------ DOKUMENT ------
Ursache seelischer Leiden
Menschen, denen dieses Kohärenzgefühl abgeht, die in einem Zustand seelischer Inkohärenz leben – und das sind etliche – leiden an Schizophrenie, Manien, Psychosen, wahnhaften Störungen oder befinden sich in äußerst kritischer Verworrenheit. Das herrschende Geldsystem trägt laut Geldkritiker Pühringer dazu bei, dass Menschen ihre Kohärenz verlieren. Dass sie falschen Glücksversprechen nachlaufen. Zur geldbedingt verursachten Ökokatastrophe, zur Tatsache, dass das soziale Leiden aufgrund immer höherer Mieten und immer harscherer Arbeitszwängen zunimmt, kommt also eine seelische Not immensen Ausmaßes.
Für Pühringer muss die „Reichtumsprämie“, wie er es nennt, aus all diesen Gründen unbedingt abgeschafft, werden. Sein Konzept lautet „Geldsteuer“. Damit ist der Österreicher, auch wenn er sich dezidiert nicht als Freiwirtschaftler versteht, ganz nah bei Silvio Gesell.
Felix Fuders machte, anders als Pühringer, aus seiner vollen Sympathie für den Begründer der Freiwirtschaftslehre keinen Hehl: „Silvio Gesell ist die Lösung.“ Die Stoßrichtung auch seiner Gedanken und Forschungen ist eine zutiefst humane – die aber ökologische Fragestellungen und Friedensfragen selbstverständlich mitdenkt. „Alle Menschen sollen genau das machen dürfen, was sie am besten können“, wünscht sich der Professor, der in Chile lehrt und forscht. Zu ihrem eigenen Glück. Und zum Wohle ihrer Mitmenschen.
------ ROHDATEN ------
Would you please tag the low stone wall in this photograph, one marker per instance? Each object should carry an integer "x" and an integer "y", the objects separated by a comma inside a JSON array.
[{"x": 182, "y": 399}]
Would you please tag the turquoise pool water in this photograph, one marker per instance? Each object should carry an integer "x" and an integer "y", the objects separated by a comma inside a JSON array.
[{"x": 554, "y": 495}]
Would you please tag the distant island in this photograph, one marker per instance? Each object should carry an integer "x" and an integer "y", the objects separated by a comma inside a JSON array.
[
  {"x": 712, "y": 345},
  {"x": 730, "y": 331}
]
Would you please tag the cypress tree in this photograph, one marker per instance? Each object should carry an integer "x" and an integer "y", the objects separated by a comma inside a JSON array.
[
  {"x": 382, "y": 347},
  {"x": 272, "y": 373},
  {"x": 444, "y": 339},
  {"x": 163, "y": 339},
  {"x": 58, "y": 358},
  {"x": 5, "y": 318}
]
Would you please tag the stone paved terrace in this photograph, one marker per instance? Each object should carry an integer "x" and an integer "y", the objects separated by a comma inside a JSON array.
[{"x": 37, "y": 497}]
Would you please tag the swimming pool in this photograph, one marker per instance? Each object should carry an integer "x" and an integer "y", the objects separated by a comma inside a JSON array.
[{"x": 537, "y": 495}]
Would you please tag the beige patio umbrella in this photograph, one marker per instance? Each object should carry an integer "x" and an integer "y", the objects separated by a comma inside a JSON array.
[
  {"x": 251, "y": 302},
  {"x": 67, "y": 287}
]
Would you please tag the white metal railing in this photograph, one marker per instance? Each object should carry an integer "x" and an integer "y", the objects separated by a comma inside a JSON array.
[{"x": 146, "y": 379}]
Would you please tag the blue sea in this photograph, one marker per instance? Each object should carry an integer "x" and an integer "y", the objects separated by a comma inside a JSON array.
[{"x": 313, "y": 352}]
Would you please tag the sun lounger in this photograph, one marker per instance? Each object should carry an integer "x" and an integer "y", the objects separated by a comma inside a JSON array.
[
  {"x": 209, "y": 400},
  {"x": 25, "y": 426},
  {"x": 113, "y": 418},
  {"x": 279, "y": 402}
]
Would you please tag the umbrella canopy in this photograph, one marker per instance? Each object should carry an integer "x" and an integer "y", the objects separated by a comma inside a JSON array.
------
ARBEITSAUFTRAG ::
Wiederholen Sie den Text über die Ursache seelischer Leiden vollständig und Wort für Wort. Das Material ist hierfür ohne Belang.

VOLLSTÄNDIGE ANTWORT ::
Ursache seelischer Leiden
Menschen, denen dieses Kohärenzgefühl abgeht, die in einem Zustand seelischer Inkohärenz leben – und das sind etliche – leiden an Schizophrenie, Manien, Psychosen, wahnhaften Störungen oder befinden sich in äußerst kritischer Verworrenheit. Das herrschende Geldsystem trägt laut Geldkritiker Pühringer dazu bei, dass Menschen ihre Kohärenz verlieren. Dass sie falschen Glücksversprechen nachlaufen. Zur geldbedingt verursachten Ökokatastrophe, zur Tatsache, dass das soziale Leiden aufgrund immer höherer Mieten und immer harscherer Arbeitszwängen zunimmt, kommt also eine seelische Not immensen Ausmaßes.
Für Pühringer muss die „Reichtumsprämie“, wie er es nennt, aus all diesen Gründen unbedingt abgeschafft, werden. Sein Konzept lautet „Geldsteuer“. Damit ist der Österreicher, auch wenn er sich dezidiert nicht als Freiwirtschaftler versteht, ganz nah bei Silvio Gesell.
Felix Fuders machte, anders als Pühringer, aus seiner vollen Sympathie für den Begründer der Freiwirtschaftslehre keinen Hehl: „Silvio Gesell ist die Lösung.“ Die Stoßrichtung auch seiner Gedanken und Forschungen ist eine zutiefst humane – die aber ökologische Fragestellungen und Friedensfragen selbstverständlich mitdenkt. „Alle Menschen sollen genau das machen dürfen, was sie am besten können“, wünscht sich der Professor, der in Chile lehrt und forscht. Zu ihrem eigenen Glück. Und zum Wohle ihrer Mitmenschen.